→ **IHRE AUFGABEN**:
- a) Übertragen Sie den Satz „An PC 1 gibt es keine Probleme, da taucht ein Spielername auf usw.“ aus dem Forumsbeitrag ins Englische.
- b) Schreiben Sie aus dem Forumsbeitrag alles von „habe mir gestern“ bis hinunter zu „Spielername auf usw.“ wortgetreu ab.

# Empire at War LAN Problem :(



## madace77 (11. Oktober 2008)

Hallo Zusammen,

habe mir gestern STAR WARS EMPIRE at WAR gekauft und es auf 2 Rechnern zu Hause installiert (selber CD Key). Finde im Netz nirgends etwas zu dem Problem, aber vielleicht weiß ja hier jmd. Rat?!

Auf beiden Rechnern komme ich jeweils (1 PC alleine) online und kann auch sonst alles spielen.
Wenn ich aber ein LAN Game starten will, steht beim 2. PC kein Player-Name, ergo der Spieler an PC 2 kann sich nirgends einklinken und wenn er selbst hostet, sieht er sich auch nicht.

An PC 1 gibt es keine Probleme, da taucht ein Spielername auf usw.

→ **VORLIEGENDE DATENSÄTZE**:
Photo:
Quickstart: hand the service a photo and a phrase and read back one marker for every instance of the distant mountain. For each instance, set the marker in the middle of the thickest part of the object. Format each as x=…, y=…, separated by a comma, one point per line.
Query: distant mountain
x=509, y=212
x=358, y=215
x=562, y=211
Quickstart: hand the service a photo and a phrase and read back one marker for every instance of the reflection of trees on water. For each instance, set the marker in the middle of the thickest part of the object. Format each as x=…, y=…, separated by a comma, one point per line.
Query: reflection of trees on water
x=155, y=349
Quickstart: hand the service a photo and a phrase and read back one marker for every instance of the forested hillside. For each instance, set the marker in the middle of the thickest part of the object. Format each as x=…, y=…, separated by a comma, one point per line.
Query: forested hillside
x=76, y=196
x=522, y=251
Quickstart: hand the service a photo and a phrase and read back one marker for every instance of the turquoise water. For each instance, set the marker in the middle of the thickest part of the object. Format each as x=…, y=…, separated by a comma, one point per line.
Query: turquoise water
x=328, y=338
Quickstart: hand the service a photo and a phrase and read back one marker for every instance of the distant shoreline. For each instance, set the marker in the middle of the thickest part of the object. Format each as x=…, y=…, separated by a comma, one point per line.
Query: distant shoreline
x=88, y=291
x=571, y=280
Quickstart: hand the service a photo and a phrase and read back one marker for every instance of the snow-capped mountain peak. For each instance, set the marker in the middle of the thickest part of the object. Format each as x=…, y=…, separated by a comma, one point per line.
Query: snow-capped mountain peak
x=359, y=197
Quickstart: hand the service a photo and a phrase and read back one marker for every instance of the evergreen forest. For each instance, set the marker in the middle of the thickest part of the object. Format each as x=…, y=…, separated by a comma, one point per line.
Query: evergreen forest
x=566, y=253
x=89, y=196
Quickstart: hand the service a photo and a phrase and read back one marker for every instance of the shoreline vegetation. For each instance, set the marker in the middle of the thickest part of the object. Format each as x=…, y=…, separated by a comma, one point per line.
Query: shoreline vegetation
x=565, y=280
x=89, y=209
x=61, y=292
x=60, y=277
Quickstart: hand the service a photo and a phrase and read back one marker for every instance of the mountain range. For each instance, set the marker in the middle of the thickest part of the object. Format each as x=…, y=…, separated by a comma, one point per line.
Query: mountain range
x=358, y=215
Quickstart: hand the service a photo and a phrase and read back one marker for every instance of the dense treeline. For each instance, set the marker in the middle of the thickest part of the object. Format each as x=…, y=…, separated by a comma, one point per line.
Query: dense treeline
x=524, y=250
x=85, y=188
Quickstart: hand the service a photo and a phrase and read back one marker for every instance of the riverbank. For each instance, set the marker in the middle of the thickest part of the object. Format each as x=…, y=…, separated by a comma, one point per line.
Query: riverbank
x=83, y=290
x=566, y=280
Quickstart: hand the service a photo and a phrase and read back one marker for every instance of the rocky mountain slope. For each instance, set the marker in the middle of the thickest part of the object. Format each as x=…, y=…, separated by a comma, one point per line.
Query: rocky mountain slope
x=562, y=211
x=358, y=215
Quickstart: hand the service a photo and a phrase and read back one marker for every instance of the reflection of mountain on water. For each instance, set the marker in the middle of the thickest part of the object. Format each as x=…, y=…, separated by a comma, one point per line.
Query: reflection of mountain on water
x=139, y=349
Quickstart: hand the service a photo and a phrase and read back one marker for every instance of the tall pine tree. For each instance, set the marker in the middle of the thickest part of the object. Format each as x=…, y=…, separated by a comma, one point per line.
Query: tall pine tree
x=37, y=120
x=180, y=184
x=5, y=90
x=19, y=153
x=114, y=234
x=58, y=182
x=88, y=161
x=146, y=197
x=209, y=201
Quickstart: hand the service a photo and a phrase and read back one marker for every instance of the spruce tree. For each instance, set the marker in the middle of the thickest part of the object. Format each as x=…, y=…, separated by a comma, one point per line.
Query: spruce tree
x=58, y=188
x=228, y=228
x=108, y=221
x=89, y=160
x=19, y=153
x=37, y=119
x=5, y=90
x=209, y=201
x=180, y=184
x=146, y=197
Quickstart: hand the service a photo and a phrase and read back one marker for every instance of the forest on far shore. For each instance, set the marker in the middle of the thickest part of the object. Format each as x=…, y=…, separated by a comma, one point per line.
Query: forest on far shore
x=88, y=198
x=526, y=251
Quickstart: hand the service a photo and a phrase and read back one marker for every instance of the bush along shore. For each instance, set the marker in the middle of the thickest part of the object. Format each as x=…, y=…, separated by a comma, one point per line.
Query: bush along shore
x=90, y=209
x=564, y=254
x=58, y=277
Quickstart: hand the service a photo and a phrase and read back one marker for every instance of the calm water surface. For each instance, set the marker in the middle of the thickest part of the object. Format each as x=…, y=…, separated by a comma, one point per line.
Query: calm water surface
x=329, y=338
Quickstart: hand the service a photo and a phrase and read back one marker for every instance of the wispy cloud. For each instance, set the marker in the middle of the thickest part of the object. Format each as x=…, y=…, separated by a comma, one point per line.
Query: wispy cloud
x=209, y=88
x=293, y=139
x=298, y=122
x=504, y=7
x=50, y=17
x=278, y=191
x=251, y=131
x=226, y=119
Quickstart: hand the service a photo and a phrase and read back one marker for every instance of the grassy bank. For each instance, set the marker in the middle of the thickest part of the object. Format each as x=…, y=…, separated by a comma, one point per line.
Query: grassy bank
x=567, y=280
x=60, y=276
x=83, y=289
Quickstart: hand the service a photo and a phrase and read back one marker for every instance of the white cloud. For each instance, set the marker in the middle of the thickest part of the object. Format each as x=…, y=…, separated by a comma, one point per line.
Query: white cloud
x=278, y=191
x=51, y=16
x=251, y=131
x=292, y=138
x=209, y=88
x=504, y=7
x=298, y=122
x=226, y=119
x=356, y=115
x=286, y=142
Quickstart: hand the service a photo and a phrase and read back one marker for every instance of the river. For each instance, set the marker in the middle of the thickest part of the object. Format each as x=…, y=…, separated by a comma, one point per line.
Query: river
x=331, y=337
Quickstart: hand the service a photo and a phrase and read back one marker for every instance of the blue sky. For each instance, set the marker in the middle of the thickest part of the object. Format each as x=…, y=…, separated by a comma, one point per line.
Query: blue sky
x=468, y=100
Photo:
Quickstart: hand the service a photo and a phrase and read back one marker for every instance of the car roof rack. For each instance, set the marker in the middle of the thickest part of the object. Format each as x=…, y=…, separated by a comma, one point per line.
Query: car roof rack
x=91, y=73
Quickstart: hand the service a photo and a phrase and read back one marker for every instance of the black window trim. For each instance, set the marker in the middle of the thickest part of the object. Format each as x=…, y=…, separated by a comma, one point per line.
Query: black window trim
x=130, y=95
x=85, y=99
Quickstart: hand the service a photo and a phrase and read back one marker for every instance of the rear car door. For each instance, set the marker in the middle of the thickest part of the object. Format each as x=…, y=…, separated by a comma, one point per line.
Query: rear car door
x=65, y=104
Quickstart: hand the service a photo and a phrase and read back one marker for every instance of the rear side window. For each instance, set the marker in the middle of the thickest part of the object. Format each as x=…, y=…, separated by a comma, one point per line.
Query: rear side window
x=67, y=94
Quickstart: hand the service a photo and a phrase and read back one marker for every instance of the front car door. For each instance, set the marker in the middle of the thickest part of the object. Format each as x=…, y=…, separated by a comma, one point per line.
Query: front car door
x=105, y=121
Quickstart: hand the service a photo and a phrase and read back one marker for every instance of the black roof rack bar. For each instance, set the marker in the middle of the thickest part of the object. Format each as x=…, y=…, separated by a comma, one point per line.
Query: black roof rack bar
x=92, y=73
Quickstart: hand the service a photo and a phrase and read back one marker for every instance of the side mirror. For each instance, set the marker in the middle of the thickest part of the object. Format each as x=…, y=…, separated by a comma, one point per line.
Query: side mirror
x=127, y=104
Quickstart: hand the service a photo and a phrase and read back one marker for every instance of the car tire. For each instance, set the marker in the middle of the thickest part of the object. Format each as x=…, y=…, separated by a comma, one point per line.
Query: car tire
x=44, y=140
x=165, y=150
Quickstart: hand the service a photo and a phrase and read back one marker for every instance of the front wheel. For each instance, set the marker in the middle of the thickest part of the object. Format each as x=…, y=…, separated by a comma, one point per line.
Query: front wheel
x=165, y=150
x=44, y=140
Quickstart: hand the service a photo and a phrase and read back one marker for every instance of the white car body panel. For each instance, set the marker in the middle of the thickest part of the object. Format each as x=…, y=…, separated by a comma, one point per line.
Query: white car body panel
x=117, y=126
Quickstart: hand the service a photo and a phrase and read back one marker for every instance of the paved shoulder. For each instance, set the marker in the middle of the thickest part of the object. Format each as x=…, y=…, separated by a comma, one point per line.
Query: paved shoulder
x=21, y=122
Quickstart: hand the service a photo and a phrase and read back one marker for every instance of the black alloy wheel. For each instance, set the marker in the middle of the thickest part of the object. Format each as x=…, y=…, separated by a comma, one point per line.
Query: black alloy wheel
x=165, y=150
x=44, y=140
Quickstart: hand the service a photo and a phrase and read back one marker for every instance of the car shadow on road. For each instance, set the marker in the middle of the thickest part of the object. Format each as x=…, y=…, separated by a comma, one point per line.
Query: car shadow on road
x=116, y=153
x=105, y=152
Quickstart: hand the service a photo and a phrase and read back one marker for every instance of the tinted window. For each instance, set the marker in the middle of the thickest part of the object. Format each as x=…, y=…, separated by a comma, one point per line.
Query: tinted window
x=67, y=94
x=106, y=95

→ **ANTWORTEN**:
- a) There are no problems on PC 1; a player name shows up there, etc.

- b)
habe mir gestern STAR WARS EMPIRE at WAR gekauft und es auf 2 Rechnern zu Hause installiert (selber CD Key). Finde im Netz nirgends etwas zu dem Problem, aber vielleicht weiß ja hier jmd. Rat?!

Auf beiden Rechnern komme ich jeweils (1 PC alleine) online und kann auch sonst alles spielen.
Wenn ich aber ein LAN Game starten will, steht beim 2. PC kein Player-Name, ergo der Spieler an PC 2 kann sich nirgends einklinken und wenn er selbst hostet, sieht er sich auch nicht.

An PC 1 gibt es keine Probleme, da taucht ein Spielername auf usw.